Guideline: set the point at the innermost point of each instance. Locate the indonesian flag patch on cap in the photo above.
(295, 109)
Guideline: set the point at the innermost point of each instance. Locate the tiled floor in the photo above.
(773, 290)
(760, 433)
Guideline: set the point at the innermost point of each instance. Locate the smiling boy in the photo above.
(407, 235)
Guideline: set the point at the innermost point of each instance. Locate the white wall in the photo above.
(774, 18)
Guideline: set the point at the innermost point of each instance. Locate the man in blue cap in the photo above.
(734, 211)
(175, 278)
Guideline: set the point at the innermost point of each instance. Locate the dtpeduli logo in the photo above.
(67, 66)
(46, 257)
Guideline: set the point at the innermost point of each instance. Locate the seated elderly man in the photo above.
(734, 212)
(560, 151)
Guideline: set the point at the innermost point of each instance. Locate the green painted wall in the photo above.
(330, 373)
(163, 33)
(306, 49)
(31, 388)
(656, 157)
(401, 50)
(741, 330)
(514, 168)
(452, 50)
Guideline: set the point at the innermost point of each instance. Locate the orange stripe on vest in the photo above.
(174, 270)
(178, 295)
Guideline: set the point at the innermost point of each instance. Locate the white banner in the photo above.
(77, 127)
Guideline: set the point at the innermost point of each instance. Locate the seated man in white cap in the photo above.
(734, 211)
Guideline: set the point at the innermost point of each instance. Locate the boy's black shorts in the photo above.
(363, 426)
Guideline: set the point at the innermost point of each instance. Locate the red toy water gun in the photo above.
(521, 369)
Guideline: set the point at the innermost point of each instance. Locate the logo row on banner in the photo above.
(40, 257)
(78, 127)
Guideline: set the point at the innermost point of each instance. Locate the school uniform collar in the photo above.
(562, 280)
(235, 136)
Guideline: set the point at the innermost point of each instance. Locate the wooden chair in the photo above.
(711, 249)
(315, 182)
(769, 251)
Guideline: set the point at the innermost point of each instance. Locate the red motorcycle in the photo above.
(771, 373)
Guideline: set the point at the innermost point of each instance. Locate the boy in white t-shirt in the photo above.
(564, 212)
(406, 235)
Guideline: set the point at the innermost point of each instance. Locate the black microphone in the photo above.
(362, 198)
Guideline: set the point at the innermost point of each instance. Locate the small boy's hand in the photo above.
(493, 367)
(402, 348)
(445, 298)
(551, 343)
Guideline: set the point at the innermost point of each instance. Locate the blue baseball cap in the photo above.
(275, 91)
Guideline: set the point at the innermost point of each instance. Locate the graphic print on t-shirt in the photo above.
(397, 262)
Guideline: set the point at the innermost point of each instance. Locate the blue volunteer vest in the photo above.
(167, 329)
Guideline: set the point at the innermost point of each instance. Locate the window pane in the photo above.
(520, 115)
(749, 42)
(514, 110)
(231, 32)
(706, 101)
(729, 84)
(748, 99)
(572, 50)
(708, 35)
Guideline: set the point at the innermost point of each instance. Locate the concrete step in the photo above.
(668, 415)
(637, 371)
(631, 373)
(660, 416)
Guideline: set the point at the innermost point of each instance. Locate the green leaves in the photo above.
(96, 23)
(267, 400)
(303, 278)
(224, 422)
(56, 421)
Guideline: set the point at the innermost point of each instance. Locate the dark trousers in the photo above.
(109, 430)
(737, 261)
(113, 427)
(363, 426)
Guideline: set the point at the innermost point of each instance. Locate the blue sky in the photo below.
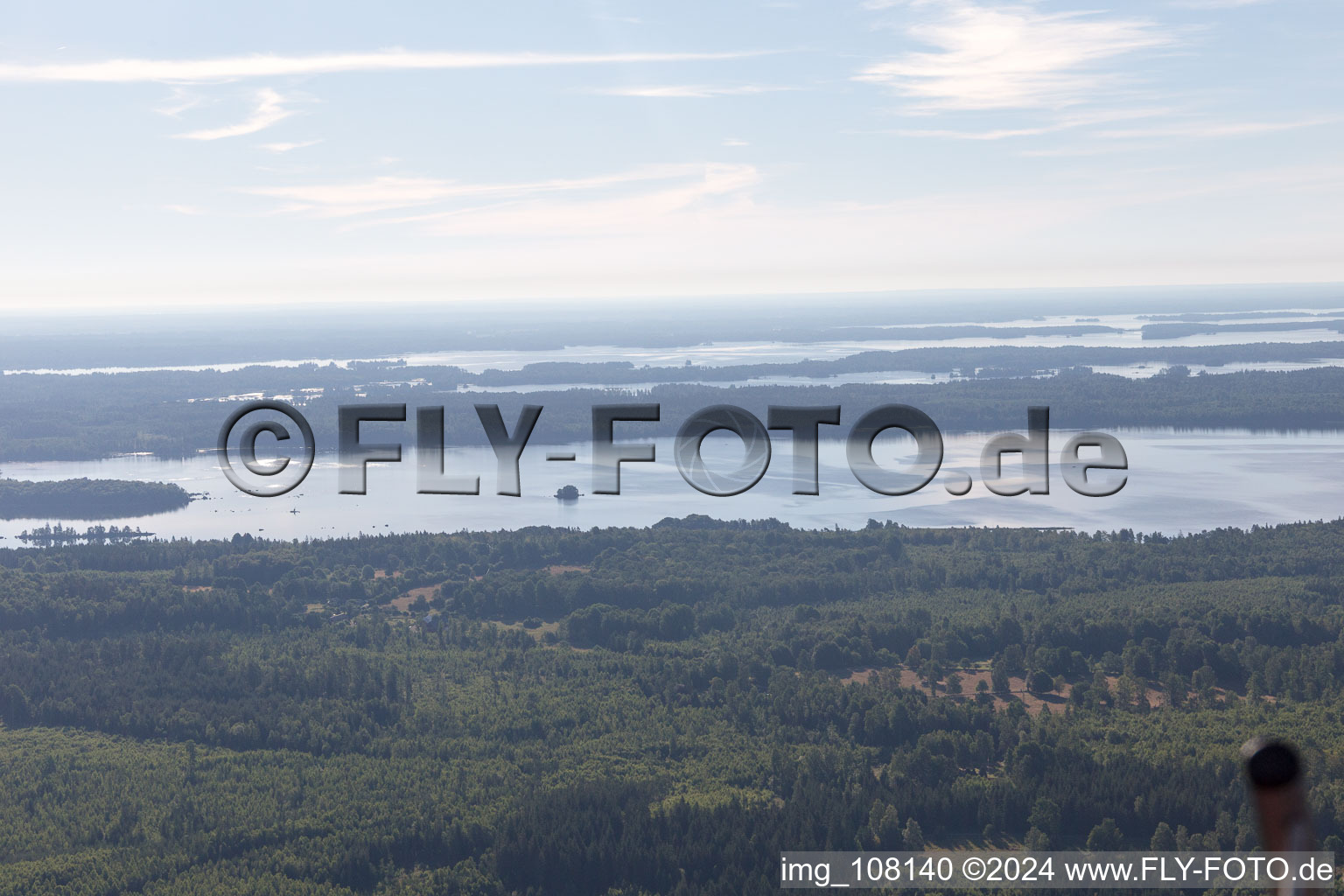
(323, 152)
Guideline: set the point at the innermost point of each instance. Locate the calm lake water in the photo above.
(1178, 482)
(756, 352)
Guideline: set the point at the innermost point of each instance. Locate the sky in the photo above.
(163, 155)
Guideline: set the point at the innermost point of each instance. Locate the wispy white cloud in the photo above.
(272, 65)
(270, 109)
(1066, 122)
(1215, 130)
(290, 147)
(691, 90)
(702, 198)
(1216, 4)
(179, 101)
(393, 192)
(1012, 57)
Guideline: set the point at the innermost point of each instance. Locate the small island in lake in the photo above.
(88, 499)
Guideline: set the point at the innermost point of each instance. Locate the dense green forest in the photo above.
(646, 710)
(101, 416)
(88, 499)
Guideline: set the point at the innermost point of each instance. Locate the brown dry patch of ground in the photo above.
(538, 633)
(403, 602)
(902, 677)
(970, 677)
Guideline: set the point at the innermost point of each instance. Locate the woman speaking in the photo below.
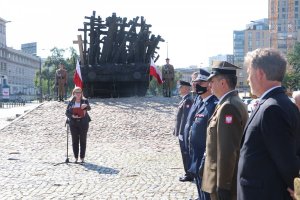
(79, 122)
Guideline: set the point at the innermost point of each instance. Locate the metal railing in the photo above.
(11, 104)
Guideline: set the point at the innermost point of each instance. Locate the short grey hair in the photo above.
(269, 60)
(296, 94)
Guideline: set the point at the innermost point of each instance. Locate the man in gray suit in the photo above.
(268, 160)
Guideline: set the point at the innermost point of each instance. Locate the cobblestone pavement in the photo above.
(7, 115)
(131, 153)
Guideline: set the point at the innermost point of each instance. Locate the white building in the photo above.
(17, 67)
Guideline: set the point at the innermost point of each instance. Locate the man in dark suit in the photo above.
(268, 159)
(181, 117)
(224, 133)
(198, 129)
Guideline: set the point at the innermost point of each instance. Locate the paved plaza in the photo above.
(131, 153)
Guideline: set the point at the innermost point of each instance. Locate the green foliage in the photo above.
(49, 68)
(292, 78)
(292, 81)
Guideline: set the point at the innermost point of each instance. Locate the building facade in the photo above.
(256, 35)
(284, 23)
(221, 57)
(17, 69)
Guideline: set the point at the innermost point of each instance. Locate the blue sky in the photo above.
(194, 29)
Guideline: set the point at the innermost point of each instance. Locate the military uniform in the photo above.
(181, 117)
(168, 79)
(61, 82)
(224, 133)
(198, 139)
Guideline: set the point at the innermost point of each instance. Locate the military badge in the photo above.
(228, 119)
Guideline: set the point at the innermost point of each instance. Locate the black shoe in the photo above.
(186, 178)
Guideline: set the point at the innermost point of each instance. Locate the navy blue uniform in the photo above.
(189, 121)
(78, 128)
(198, 140)
(181, 117)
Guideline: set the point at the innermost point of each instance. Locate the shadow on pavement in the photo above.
(100, 169)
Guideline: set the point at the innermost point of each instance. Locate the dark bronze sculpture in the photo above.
(168, 76)
(115, 56)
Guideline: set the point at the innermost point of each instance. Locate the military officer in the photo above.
(224, 133)
(183, 110)
(198, 129)
(168, 78)
(190, 119)
(61, 81)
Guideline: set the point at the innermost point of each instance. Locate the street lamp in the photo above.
(41, 91)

#####

Transcribe all entries above exactly. Drop the pictures.

→ RESPONSE TO THE TASK:
Guideline: set the point at the innermost point of each instance. Locate the indonesian flag patch on cap in the photo above.
(295, 109)
Guideline: set the point at the innermost point of each instance. Locate the tiled floor in the photo above.
(773, 290)
(760, 433)
Guideline: set the point at the innermost point of each instance. Locate the smiling boy in the photo above.
(407, 235)
Guideline: set the point at the innermost point of each instance. Locate the white wall in the photo above.
(774, 18)
Guideline: set the point at the innermost point of each instance. Locate the man in blue cap in the photo above.
(734, 211)
(175, 278)
Guideline: set the point at the innermost point of each instance. Locate the dtpeduli logo in the photo above.
(67, 66)
(46, 257)
Guideline: set the point at the innermost point of each instance. Locate the seated elderly man in the photo above.
(734, 212)
(560, 151)
Guideline: set the point at the innermost point of each instance. Locate the green painted wall in the photo above.
(330, 373)
(163, 33)
(306, 49)
(31, 388)
(656, 157)
(401, 50)
(741, 330)
(514, 168)
(452, 50)
Guideline: set the point at the innermost point of each instance. Locate the orange stripe on vest in the photo above.
(174, 270)
(178, 295)
Guideline: set the point at the innermost point of each instance. Locate the white banner in the photo above.
(77, 127)
Guideline: set the point at the innermost point of each instance. Locate the seated man in white cap in the photo above.
(734, 211)
Guideline: set the point at the innermost point of each instance. Locate the boy's black shorts in the photo above.
(363, 426)
Guideline: set the point at the innermost point of each instance. Locate the red toy water gun in the photo above.
(521, 369)
Guideline: set the point at the innermost point of each instance. Locate the logo row on banner in the photo above.
(40, 257)
(78, 127)
Guideline: set the point at the innermost point of each instance. Locate the school uniform collar in the photo above.
(562, 280)
(235, 136)
Guideline: set the point at the innermost point of each instance. Locate the wooden chair in the photo above.
(711, 249)
(315, 182)
(769, 251)
Guideline: set the point at the innermost point of each instance. Locate the red motorcycle in the photo above.
(771, 373)
Guideline: set the point at the innermost point of each instance. Locate the boy in white t-shirt in the photo above.
(564, 212)
(406, 235)
Guideline: set the point at the innermost point of each instance. Locate the black microphone in the photo above.
(362, 198)
Guideline: set the point at the innermost point of each instance. Locate the small boy's hand in the photo above.
(493, 367)
(402, 348)
(445, 298)
(551, 343)
Guideline: set the point at the innermost point of each instance. Locate the blue baseball cap in the photo above.
(275, 91)
Guideline: set the point at the innermost point of each instance. Locate the graphic print on t-shirt in the photo above.
(397, 262)
Guideline: set the point at the innermost point of each instance. Locate the blue volunteer vest in the photo above.
(167, 329)
Guideline: set the point at the innermost point of each instance. Locate the window pane in the photo above.
(520, 115)
(749, 42)
(514, 110)
(231, 32)
(706, 101)
(729, 84)
(748, 99)
(572, 50)
(708, 35)
Guideline: set the point at the innermost point of each instance. Locate the concrete step in the photo above.
(668, 415)
(637, 371)
(631, 373)
(660, 416)
Guideline: set the point at the innermost point of each instance. Locate the green leaves in the photo above.
(96, 23)
(267, 400)
(303, 278)
(224, 422)
(56, 421)
Guideline: set the point at the innermost point of each instance. Locate the dark trousers in the photo above.
(109, 430)
(737, 261)
(113, 427)
(363, 426)
Guideline: set the point at the innermost point of each instance. Locate the blue sky in the photo below.
(323, 152)
Guideline: set the point at the innermost point of each instance. Locate the calm lake water in the photo above.
(1178, 482)
(756, 352)
Guideline: set the point at the innermost point of each instance. Locate the sky in the photo above.
(163, 155)
Guideline: set the point at the innermost point of each instance. Locate the wispy white cloud in the photo above.
(272, 65)
(270, 109)
(1066, 122)
(1215, 130)
(290, 147)
(691, 90)
(702, 198)
(1216, 4)
(179, 101)
(393, 192)
(1012, 57)
Guideline: set the point at the innermost point of each instance. Locate the small island in lake in the photo above.
(88, 499)
Guideline: set the point at the innermost point of each instance. Locate the dense green forest in the photo above.
(646, 710)
(101, 416)
(88, 499)
Guideline: set the point at the innermost point of each instance. Locate the brown dry patch of ground in the photo above.
(538, 633)
(403, 602)
(902, 677)
(970, 677)
Guideline: set the point at the innermost point of each instance. Locate the woman speaking in the photo below.
(79, 122)
Guideline: set the point at the innermost point of each instance. Locate the metal railing in the photo above.
(11, 104)
Guideline: set the point at the innermost point of each instance. Locate the short grey hair in the photo above.
(269, 60)
(296, 94)
Guideline: set the point at the innermost point of each instance. Locate the man in gray suit in the photo above.
(268, 160)
Guideline: set the point at the innermost point of each instance. Locate the cobblestone pavement in the photo above.
(7, 115)
(131, 153)
Guideline: set the point at the innermost point of each instance. Locate the white building in the photo above.
(17, 67)
Guideline: set the point at the innermost point of each instance. Locate the man in dark suit in the photo above.
(268, 159)
(181, 117)
(224, 133)
(198, 129)
Guideline: set the point at the innermost point of each instance. Locate the paved plaza in the photo above.
(131, 153)
Guideline: set the point at the innermost point of each instance. Locate the green foliage in the photo above.
(49, 68)
(292, 78)
(292, 81)
Guideline: set the point at the innermost point of each instance. Locate the building facade in the photo above.
(256, 35)
(284, 23)
(221, 57)
(17, 69)
Guideline: set the point at the innermost point of each instance. Locate the blue sky in the photo above.
(194, 29)
Guideline: set the point at the innermost point of each instance. Locate the military uniform in the photo above.
(181, 117)
(168, 79)
(61, 82)
(224, 133)
(198, 139)
Guideline: set the point at the innermost point of each instance. Locate the military badge in the photo above.
(228, 119)
Guideline: set the point at the innermost point of each instance. Locate the black shoe in the photo above.
(186, 178)
Guideline: set the point at the innermost point of each instance. Locate the navy blue uniform in the photo above.
(189, 121)
(78, 128)
(198, 140)
(181, 117)
Guideline: set the point at the innermost point of each instance. Locate the shadow on pavement in the photo above.
(100, 169)
Guideline: set the point at the innermost point of each instance. Locate the dark bronze sculpture in the photo above.
(168, 76)
(115, 56)
Guideline: set the point at the innermost point of each instance. Locate the military officer in the photo above.
(224, 133)
(183, 110)
(198, 129)
(168, 78)
(190, 119)
(61, 81)
Guideline: set the point at the innermost point of each instance. Locate the street lamp in the photo above.
(41, 91)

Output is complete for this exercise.